> [Your task]: Return a copy of every line in the data below that contains "roof".

Supplied information: Begin

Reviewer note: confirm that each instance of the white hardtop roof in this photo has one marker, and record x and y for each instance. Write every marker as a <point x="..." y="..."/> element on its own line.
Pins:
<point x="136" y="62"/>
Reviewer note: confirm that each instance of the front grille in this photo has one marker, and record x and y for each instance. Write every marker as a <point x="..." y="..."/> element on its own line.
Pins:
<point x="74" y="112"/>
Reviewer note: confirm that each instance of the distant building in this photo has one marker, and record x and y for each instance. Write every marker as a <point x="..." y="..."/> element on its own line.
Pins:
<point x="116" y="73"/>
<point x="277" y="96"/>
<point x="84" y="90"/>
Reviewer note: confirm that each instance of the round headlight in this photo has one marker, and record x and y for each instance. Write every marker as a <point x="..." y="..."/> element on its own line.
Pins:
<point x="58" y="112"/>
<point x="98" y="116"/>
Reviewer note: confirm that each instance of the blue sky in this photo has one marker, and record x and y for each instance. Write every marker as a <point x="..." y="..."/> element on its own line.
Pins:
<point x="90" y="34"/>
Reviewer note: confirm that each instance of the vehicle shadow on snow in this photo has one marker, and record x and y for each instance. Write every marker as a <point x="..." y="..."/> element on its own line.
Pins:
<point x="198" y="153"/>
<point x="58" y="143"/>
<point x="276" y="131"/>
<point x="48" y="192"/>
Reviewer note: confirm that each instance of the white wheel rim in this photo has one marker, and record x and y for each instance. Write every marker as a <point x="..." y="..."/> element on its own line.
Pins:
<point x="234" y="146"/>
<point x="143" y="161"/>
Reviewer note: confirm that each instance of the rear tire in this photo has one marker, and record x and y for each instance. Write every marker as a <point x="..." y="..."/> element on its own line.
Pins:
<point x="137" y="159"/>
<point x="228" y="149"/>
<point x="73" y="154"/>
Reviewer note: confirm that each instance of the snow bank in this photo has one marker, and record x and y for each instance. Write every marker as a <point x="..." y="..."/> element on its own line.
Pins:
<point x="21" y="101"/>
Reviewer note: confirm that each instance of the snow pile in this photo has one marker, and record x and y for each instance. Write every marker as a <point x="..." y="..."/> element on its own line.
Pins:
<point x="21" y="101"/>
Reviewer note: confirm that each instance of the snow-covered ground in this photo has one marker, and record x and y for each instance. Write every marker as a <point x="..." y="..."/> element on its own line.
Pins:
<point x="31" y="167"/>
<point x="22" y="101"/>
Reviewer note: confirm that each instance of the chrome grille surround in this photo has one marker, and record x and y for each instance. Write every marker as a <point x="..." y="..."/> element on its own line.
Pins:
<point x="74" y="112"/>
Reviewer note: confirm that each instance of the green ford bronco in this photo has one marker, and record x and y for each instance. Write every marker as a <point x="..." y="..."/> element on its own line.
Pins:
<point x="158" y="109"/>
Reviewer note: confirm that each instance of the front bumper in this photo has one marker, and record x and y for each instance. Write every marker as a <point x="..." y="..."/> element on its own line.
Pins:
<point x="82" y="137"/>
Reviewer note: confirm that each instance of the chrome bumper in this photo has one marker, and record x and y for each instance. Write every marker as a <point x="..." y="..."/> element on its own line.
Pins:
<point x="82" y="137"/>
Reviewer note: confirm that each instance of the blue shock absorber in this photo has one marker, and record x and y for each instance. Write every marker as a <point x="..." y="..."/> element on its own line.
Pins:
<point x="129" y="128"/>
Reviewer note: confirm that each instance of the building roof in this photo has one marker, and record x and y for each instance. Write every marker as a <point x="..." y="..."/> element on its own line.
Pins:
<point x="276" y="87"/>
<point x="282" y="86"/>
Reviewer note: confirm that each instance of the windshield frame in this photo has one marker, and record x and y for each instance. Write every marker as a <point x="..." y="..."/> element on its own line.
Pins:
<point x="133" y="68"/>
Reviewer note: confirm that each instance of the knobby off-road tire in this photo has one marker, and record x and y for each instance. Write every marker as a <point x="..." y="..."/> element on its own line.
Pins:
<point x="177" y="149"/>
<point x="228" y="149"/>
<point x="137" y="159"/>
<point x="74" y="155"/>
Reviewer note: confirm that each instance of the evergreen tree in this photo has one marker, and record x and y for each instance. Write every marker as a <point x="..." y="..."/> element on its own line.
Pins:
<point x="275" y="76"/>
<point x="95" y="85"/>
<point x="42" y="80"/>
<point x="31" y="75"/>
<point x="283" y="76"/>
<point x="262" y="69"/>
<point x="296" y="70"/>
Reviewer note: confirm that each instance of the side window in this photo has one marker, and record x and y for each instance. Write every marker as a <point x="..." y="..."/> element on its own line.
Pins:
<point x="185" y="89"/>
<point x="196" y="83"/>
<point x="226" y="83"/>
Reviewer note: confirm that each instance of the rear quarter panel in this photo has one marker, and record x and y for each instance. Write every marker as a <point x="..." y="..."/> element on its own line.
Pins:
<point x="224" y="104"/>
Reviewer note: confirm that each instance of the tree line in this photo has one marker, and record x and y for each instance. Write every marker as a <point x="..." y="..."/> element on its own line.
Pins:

Supplied information: End
Supplied information: Begin

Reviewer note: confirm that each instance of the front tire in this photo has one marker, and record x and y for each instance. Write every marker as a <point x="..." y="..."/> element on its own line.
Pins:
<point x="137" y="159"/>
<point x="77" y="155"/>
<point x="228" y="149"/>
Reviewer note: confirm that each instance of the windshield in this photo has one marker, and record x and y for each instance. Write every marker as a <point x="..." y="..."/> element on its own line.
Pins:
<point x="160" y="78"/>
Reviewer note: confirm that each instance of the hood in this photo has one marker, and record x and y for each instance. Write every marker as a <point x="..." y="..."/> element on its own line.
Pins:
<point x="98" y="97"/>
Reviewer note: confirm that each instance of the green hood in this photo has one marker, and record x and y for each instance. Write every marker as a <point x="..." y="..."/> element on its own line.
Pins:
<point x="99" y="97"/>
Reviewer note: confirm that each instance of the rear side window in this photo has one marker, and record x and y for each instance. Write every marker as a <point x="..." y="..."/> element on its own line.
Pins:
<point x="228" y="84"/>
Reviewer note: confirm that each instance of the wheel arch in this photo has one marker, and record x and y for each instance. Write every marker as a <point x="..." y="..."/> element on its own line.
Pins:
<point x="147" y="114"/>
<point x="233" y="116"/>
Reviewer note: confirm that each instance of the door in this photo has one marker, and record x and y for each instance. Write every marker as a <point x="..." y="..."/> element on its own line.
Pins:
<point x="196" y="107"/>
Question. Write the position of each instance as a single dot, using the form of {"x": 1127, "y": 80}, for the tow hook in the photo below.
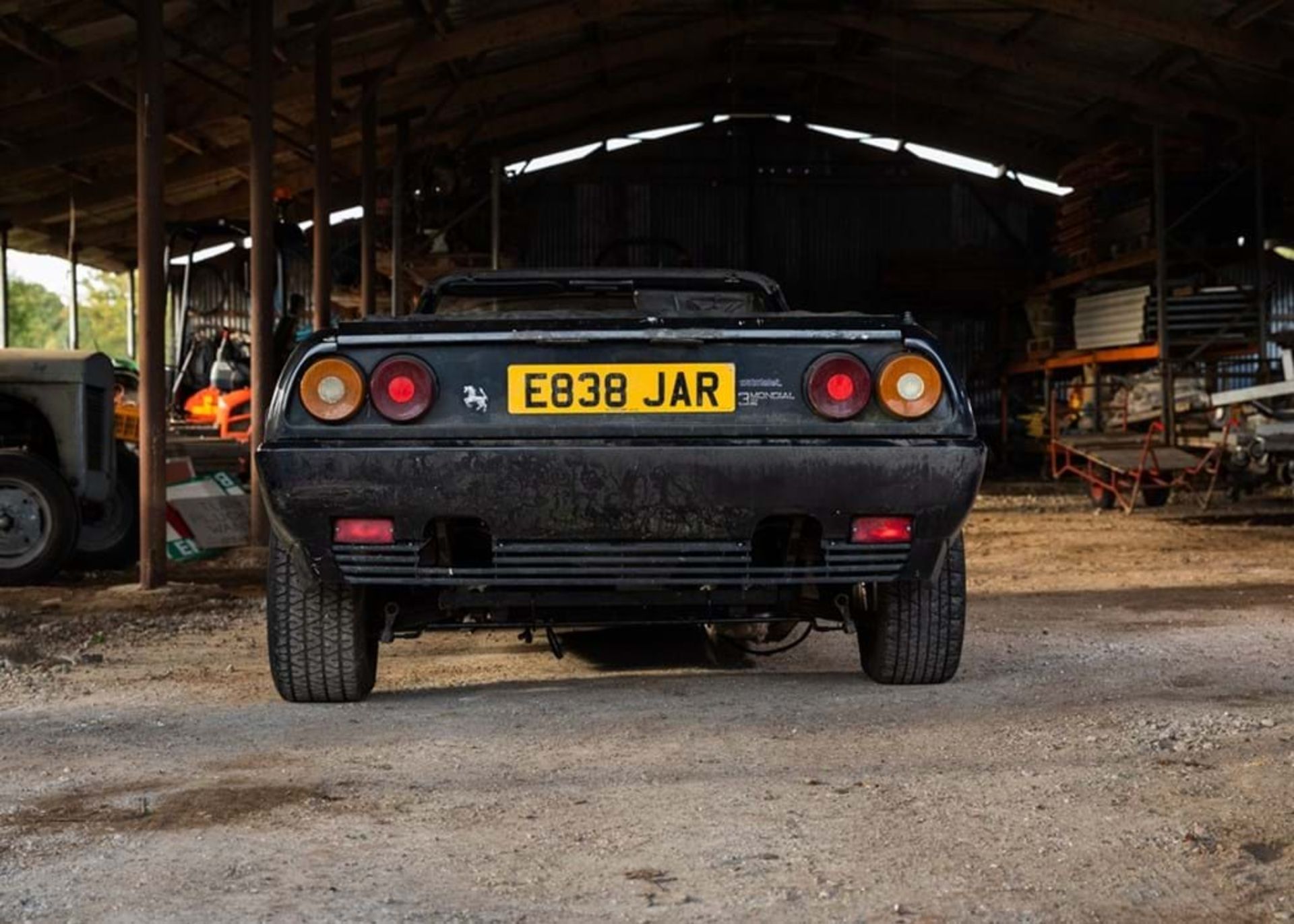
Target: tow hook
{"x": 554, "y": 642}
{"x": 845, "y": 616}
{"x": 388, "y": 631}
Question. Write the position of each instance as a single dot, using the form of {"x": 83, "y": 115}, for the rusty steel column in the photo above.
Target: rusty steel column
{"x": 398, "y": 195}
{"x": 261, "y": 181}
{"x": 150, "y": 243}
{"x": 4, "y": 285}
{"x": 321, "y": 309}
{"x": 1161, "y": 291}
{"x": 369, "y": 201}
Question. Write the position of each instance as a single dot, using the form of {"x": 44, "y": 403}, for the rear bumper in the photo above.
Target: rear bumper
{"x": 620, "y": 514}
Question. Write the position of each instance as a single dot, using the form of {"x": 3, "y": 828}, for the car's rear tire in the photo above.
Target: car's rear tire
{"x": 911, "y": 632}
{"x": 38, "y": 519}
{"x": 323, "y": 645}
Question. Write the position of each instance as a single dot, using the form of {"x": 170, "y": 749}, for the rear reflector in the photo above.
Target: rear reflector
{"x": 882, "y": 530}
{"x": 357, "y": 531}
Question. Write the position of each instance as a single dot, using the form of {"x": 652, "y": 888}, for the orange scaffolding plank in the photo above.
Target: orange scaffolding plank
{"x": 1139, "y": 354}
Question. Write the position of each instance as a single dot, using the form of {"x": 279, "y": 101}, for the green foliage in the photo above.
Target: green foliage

Supplied information: End

> [Solution to the problem]:
Reviewer note: confirm that each instance of the white hardtop roof in this photo has one marker, and record x and y for each instance. Write every marker as a <point x="..." y="..."/> element on its own line.
Reviewer note: confirm that each instance of the building roof in this photo has one marker, and record x and y for each instance. Write every marker as a <point x="..." y="..."/> element on its own line.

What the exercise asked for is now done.